Passage given:
----
First, let's find each restaurant name listed on the page we've loaded. How do we find each restaurant's location on the page? 

> *Hint: We need to know where the restaurant element is housed in the **HTML**.*

**5.A) See if you can find the restaurant name. Keep in mind that there are many restaurants loaded on the page.**

In [7]:
# Print the restaurant names.
for n in soup.find_all('span', {'class': 'rest-row-name-text'})[0:20]:
    print(n)

<span class="rest-row-name-text">Ruffino's - Arlington</span>
<span class="rest-row-name-text">Joe's Place Pizza and Pasta</span>
<span class="rest-row-name-text">Farmers Fishers Bakers</span>
<span class="rest-row-name-text">Filomena Ristorante</span>
<span class="rest-row-name-text">Ambar - Arlington</span>
<span class="rest-row-name-text">Rasika West End</span>
<span class="rest-row-name-text">Blue Duck Tavern</span>
<span class="rest-row-name-text">Tupelo Honey - Arlington</span>
<span class="rest-row-name-text">BlackSalt</span>
<span class="rest-row-name-text">Il Canale</span>
<span class="rest-row-name-text">Kapnos Taverna Arlington</span>
<span class="rest-row-name-text">Sequoia</span>
<span class="rest-row-name-text">Green Pig Bistro</span>
<span class="rest-row-name-text">Bistro Aracosia</span>
<span class="rest-row-name-text">Et Voila</span>
<span class="rest-row-name-text">Lyon Hall</span>
<span class="rest-row-name-text">The Liberty Tavern</span>
<span class="rest-row-name-

**5.B) Create a list of _only_ the restaurant names (no tags).**


In [8]:
r_names = []
# For each element you find, print out the restaurant name.
----
Information shown:
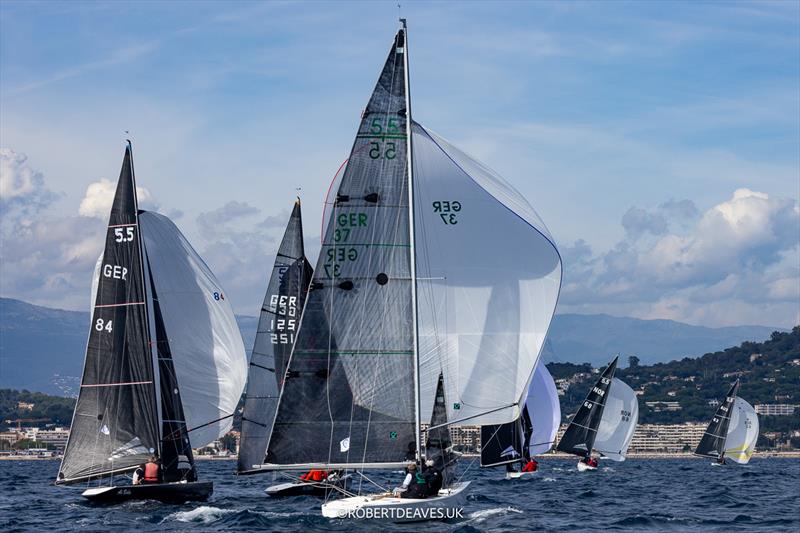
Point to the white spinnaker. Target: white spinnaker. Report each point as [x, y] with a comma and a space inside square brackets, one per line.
[742, 432]
[544, 410]
[618, 423]
[488, 278]
[206, 345]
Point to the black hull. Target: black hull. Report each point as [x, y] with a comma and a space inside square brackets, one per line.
[163, 492]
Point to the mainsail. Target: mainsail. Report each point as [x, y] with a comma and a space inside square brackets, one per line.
[713, 442]
[581, 433]
[115, 424]
[618, 423]
[348, 396]
[436, 279]
[277, 329]
[742, 432]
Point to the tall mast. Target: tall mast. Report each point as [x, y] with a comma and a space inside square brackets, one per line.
[147, 296]
[409, 160]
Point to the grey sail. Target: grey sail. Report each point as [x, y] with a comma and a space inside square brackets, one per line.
[277, 330]
[580, 435]
[115, 425]
[177, 461]
[348, 397]
[713, 442]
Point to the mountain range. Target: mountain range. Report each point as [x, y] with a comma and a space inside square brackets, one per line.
[42, 349]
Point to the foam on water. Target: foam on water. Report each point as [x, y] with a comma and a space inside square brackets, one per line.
[204, 514]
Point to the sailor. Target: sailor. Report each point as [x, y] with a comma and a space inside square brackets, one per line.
[531, 466]
[138, 474]
[152, 470]
[417, 487]
[433, 478]
[314, 476]
[411, 452]
[411, 469]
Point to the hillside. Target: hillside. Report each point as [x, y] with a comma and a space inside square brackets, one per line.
[769, 373]
[42, 349]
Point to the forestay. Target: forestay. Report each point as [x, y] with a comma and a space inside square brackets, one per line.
[206, 346]
[277, 330]
[742, 432]
[488, 276]
[544, 411]
[618, 423]
[115, 425]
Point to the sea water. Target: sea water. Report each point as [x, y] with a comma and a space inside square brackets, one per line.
[637, 495]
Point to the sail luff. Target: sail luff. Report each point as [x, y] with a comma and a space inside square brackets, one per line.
[348, 394]
[115, 423]
[281, 313]
[411, 237]
[177, 460]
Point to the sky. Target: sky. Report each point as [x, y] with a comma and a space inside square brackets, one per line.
[660, 142]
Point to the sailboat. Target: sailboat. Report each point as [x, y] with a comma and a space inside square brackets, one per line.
[604, 423]
[277, 330]
[732, 433]
[533, 433]
[165, 363]
[431, 300]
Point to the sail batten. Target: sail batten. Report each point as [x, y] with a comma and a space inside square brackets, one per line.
[348, 394]
[115, 424]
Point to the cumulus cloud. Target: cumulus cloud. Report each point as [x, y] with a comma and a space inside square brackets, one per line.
[45, 259]
[21, 186]
[99, 196]
[736, 262]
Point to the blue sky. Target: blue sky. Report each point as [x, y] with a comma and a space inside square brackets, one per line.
[629, 126]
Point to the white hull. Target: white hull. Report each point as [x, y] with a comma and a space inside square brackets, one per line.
[387, 507]
[517, 475]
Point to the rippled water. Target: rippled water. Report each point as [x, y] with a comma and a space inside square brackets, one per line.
[675, 494]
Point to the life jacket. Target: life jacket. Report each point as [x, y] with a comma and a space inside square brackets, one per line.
[151, 472]
[530, 466]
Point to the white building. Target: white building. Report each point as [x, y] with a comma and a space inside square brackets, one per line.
[775, 409]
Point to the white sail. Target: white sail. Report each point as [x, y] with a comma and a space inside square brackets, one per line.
[742, 432]
[618, 423]
[488, 278]
[207, 349]
[544, 410]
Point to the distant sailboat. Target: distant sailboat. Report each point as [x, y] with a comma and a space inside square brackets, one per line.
[604, 423]
[165, 364]
[431, 298]
[277, 330]
[533, 433]
[732, 433]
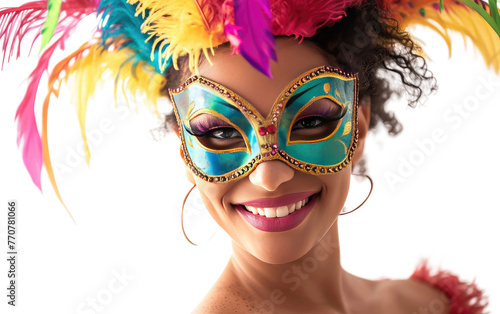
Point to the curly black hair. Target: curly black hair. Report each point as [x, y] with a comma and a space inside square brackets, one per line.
[365, 41]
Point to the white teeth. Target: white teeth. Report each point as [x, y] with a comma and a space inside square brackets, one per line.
[282, 211]
[298, 205]
[252, 209]
[270, 212]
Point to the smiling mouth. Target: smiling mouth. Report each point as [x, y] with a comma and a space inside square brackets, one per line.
[277, 212]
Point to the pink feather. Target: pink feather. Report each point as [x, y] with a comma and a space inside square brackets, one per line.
[302, 18]
[15, 23]
[254, 40]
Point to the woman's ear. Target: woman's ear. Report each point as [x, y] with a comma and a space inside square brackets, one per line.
[189, 173]
[363, 125]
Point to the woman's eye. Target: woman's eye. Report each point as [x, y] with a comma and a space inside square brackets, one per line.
[318, 121]
[224, 133]
[307, 123]
[215, 133]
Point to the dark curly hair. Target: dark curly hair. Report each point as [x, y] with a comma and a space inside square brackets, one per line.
[368, 42]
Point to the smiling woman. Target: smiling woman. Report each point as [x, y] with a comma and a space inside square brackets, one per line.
[272, 104]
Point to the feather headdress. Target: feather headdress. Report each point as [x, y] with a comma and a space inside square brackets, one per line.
[136, 40]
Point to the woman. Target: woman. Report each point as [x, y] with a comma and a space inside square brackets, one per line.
[292, 264]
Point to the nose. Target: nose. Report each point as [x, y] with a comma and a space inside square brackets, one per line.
[271, 174]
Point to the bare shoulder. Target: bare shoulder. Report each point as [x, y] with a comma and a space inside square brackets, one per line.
[413, 297]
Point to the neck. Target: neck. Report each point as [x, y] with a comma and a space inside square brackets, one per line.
[314, 279]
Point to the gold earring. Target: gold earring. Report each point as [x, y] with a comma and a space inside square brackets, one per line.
[344, 210]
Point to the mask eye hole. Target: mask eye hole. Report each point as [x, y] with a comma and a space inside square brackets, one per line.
[215, 133]
[317, 121]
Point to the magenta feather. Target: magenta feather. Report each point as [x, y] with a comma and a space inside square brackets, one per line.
[302, 18]
[15, 24]
[254, 40]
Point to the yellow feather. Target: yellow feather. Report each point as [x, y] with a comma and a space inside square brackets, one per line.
[103, 64]
[179, 24]
[455, 17]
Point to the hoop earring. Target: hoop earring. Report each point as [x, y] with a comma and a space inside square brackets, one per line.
[196, 215]
[344, 210]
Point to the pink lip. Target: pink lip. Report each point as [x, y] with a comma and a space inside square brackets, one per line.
[278, 201]
[277, 224]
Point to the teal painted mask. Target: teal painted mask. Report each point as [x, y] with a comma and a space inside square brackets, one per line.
[312, 126]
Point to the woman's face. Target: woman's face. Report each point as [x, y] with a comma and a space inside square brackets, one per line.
[272, 183]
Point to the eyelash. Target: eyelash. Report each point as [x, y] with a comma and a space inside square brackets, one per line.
[209, 127]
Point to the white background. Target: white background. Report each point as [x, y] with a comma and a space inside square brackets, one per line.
[127, 202]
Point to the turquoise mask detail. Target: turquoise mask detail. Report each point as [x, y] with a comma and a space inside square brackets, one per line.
[312, 126]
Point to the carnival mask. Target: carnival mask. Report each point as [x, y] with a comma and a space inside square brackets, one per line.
[312, 126]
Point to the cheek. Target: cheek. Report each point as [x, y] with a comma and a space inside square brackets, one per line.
[212, 195]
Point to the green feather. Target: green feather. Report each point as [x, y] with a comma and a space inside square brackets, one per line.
[492, 19]
[50, 24]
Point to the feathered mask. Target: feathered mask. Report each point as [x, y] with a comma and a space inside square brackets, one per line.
[136, 40]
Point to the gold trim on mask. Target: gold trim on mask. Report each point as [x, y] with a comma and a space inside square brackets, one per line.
[314, 99]
[257, 121]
----
What you need to do:
[a] In the restaurant scraping tutorial, what class value does the code pass to find_all to locate the restaurant names?
[b] Pick up the restaurant scraping tutorial right after its final line and write what comes next.

Expected responses:
[a] rest-row-name-text

[b]
for entry in soup.find_all('span', {'class': 'rest-row-name-text'}):
    r_names.append(entry.renderContents())

In [9]:
r_names[0:20]

["Ruffino's - Arlington",
 "Joe's Place Pizza and Pasta",
 'Farmers Fishers Bakers',
 'Filomena Ristorante',
 'Ambar - Arlington',
 'Rasika West End',
 'Blue Duck Tavern',
 'Tupelo Honey - Arlington',
 'BlackSalt',
 'Il Canale',
 'Kapnos Taverna Arlington',
 'Sequoia',
 'Green Pig Bistro',
 'Bistro Aracosia',
 'Et Voila',
 'Lyon Hall',
 'The Liberty Tavern',
 'Chez Billy Sud',
 'Nobu DC',
 'Caf\xc3\xa9 Milano']

### 6) Repeat this process for location.

For example, barmini by Jose Andres is located in "Penn Quarter," as listed in our search results.

In [10]:
# First, see if you can identify the location for all elements — print it out.
print soup.find_all('span', {'class': 'rest-row-meta--location rest-row-meta-text'})[0:5]

[<span class="rest-row-meta--location rest-row-meta-text">Arlington</span>, <span class="rest-row-meta--location rest-row-meta-text">Arlington</span>, <span class="rest-row-meta--location rest-row-meta-text">Georgetown</span>, <span class="rest-row-meta--location rest-row-meta-text">Georgetown</span>, <span class="rest-row-meta--location rest-row-meta-text">Arlington</span>]


In [11]:
r_loc = []
for entry in soup.find_all('span', {'class': 'rest-row-meta--location rest-row-meta-text'}):
    r_loc.append(entry.renderContents())
    
r_loc[0:10]

['Arlington',
 'Arlington',
 'Georgetown',
 'Georgetown',
 'Arlington',
 'West End',
 'West End',
 'Arlington',
 'Palisades Northwest',
 'Georgetown']

### 7) Get the price for each restaurant.

The price is the number of dollar signs on a scale of one to four for each restaurant. We'll follow the same process we used for restaurant name and location.

In [12]:
# Print out all of the prices.
print soup.find_all('div', {'class': 'rest-row-pricing'})[0:5]

[<div class="rest-row-pricing"> <i>  $    $      </i>   $    $      </div>, <div class="rest-row-pricing"> <i>  $    $      </i>   $    $      </div>, <div class="rest-row-pricing"> <i>  $    $      </i>   $    $      </div>, <div class="rest-row-pricing"> <i>  $    $    $    </i>   $        </div>, <div class="rest-row-pricing"> <i>  $    $      </i>   $    $      </div>]


In [13]:
r_dollars = []
# Get the number of dollar signs for each restaurant.
# It's trickier to eliminate the HTML in this one. Hint: Try a nested find.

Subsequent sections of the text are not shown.